[[ Data provided, beginning ]]

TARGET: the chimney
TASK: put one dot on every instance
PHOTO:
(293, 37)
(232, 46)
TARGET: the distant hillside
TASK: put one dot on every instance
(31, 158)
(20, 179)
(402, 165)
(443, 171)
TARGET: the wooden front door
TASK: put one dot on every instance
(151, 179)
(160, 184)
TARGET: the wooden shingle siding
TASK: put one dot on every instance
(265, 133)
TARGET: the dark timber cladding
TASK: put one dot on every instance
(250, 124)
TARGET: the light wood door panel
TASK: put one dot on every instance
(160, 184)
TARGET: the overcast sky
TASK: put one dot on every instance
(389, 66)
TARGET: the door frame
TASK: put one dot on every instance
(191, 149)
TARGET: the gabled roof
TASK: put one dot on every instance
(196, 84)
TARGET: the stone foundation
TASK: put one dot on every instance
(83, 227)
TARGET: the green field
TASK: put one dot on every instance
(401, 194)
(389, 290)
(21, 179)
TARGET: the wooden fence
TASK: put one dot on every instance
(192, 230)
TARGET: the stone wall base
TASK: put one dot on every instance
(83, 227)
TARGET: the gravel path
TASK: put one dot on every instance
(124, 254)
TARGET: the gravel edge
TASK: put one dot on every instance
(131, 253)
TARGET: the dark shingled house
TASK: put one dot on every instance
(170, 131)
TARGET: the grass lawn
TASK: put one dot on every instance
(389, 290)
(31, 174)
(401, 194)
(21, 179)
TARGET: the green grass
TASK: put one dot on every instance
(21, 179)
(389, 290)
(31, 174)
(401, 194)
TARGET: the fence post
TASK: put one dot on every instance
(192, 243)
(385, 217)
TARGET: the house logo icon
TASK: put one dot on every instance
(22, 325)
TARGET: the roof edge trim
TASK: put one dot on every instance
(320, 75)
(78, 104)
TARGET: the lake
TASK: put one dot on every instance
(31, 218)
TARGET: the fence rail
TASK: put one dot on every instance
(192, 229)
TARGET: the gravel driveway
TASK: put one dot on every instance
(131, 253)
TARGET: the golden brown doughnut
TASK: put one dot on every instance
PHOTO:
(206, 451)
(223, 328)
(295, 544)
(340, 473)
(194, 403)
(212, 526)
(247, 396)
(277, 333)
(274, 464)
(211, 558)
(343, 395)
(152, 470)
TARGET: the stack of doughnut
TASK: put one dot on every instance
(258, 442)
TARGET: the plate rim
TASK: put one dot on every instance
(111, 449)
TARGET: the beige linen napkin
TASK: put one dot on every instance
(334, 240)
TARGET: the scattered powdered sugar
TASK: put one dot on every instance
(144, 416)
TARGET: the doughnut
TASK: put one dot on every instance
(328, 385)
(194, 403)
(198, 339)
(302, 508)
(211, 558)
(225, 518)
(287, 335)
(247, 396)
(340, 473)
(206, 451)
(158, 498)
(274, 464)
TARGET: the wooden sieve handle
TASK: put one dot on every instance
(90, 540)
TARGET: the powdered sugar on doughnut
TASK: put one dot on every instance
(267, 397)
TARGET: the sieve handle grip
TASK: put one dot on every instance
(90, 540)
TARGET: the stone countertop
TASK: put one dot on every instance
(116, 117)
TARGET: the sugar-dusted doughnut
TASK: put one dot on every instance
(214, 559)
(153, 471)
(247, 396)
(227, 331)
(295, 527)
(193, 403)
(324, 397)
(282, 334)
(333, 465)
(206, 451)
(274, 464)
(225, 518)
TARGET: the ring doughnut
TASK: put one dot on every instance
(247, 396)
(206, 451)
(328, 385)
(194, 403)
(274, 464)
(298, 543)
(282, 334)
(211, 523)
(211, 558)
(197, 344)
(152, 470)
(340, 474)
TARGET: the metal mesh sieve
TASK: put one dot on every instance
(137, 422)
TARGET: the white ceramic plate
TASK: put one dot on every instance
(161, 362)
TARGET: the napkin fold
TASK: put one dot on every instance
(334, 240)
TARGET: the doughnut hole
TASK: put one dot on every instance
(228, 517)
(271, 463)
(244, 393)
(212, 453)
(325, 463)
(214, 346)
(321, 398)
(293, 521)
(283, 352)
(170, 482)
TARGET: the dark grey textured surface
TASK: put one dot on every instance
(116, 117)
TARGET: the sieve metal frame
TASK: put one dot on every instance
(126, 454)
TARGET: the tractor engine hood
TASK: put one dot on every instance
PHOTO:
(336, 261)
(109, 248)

[[ Data provided, end ]]

■ **Your goal**
Copy out every entry, keeping each line exactly as it is.

■ **Output of the exercise**
TARGET: the chimney
TASK: put one dot on every instance
PHOTO:
(293, 37)
(232, 46)
TARGET: the distant hillside
TASK: put one dot on every instance
(31, 158)
(20, 179)
(402, 165)
(443, 171)
TARGET: the wooden front door
TASK: put one dot on every instance
(151, 179)
(160, 184)
TARGET: the wooden shingle siding
TASK: put one dot on every instance
(265, 133)
TARGET: the dark timber cladding
TASK: put one dot on every instance
(250, 124)
TARGET: the light wood door panel
TASK: put one dot on every instance
(160, 184)
TARGET: the overcast sky
TASK: put one dot on every instance
(389, 66)
TARGET: the door frame
TASK: put one dot on every instance
(191, 149)
TARGET: the gabled roof
TASK: put one dot on every instance
(196, 84)
TARGET: the stone foundation
TASK: put one dot on every instance
(83, 227)
TARGET: the green field
TASK: put one dot on every instance
(401, 194)
(389, 290)
(21, 179)
TARGET: the wooden fence
TASK: put one dot on every instance
(192, 230)
TARGET: the stone wall base
TASK: put one dot on every instance
(83, 227)
TARGET: the gravel path
TASK: put one dot on every instance
(124, 254)
TARGET: the gravel edge
TASK: put one dot on every instance
(131, 253)
TARGET: the dark shingled house
TASK: put one dot on every instance
(170, 131)
TARGET: the grass lawn
TASK: put one dot on every instance
(389, 290)
(31, 174)
(401, 194)
(21, 179)
TARGET: the green grass
TASK: put one dot on every instance
(21, 179)
(389, 290)
(31, 174)
(401, 194)
TARGET: the fence post
TASK: put one dot on every instance
(192, 243)
(385, 217)
TARGET: the house logo icon
TASK: put one dot on every instance
(22, 325)
TARGET: the roof edge trim
TASK: put one dot on every instance
(320, 75)
(78, 104)
TARGET: the lake
TASK: put one dot on every instance
(31, 218)
TARGET: the fence rail
TASK: put one dot on every instance
(192, 229)
TARGET: the gravel driveway
TASK: put one dot on every instance
(131, 253)
TARGET: the golden brown doughnut
TASK: put one dot on every instance
PHOTO:
(206, 451)
(223, 328)
(295, 544)
(340, 473)
(194, 403)
(212, 526)
(247, 396)
(277, 333)
(274, 464)
(211, 558)
(343, 395)
(152, 470)
TARGET: the stack of doughnut
TASK: put one dot on every instance
(258, 442)
TARGET: the plate rim
TASK: put one dot on every instance
(111, 449)
TARGET: the beige linen napkin
TASK: put one dot on every instance
(334, 240)
TARGET: the scattered powdered sugar
TASK: put one dot on every instance
(144, 416)
TARGET: the doughnut
TASK: put one dot on every instance
(328, 385)
(194, 403)
(198, 339)
(302, 508)
(211, 558)
(225, 518)
(287, 335)
(247, 396)
(340, 473)
(206, 451)
(158, 498)
(274, 464)
TARGET: the wooden sieve handle
TASK: put one dot on every instance
(90, 540)
TARGET: the powdered sugar on doughnut
TASK: put one dot on every instance
(267, 397)
TARGET: the sieve handle grip
TASK: put one dot on every instance
(90, 540)
TARGET: the stone countertop
TASK: put one dot on every instance
(116, 117)
TARGET: the sugar-dusted doughnut
TASK: put one dot on every instance
(214, 559)
(153, 471)
(247, 396)
(227, 331)
(295, 527)
(193, 403)
(324, 397)
(282, 334)
(333, 465)
(206, 451)
(274, 464)
(225, 518)
TARGET: the ring doughnut
TASK: put one dot on every instance
(247, 396)
(206, 451)
(328, 385)
(194, 403)
(274, 464)
(298, 543)
(282, 334)
(211, 523)
(211, 558)
(197, 344)
(152, 470)
(340, 474)
TARGET: the metal mesh sieve
TASK: put one dot on every instance
(137, 422)
TARGET: the white ceramic plate
TASK: put one dot on every instance
(161, 362)
TARGET: the napkin fold
TASK: put one dot on every instance
(334, 240)
TARGET: the doughnut hole
TASK: put one dot on every instance
(228, 517)
(271, 463)
(244, 393)
(212, 453)
(325, 463)
(214, 346)
(321, 398)
(293, 521)
(283, 352)
(170, 482)
TARGET: the dark grey textured surface
TASK: put one dot on every instance
(116, 117)
TARGET: the sieve metal frame
TASK: put one dot on every instance
(126, 454)
TARGET: the tractor engine hood
TASK: put one dot on every instance
PHOTO:
(336, 261)
(109, 248)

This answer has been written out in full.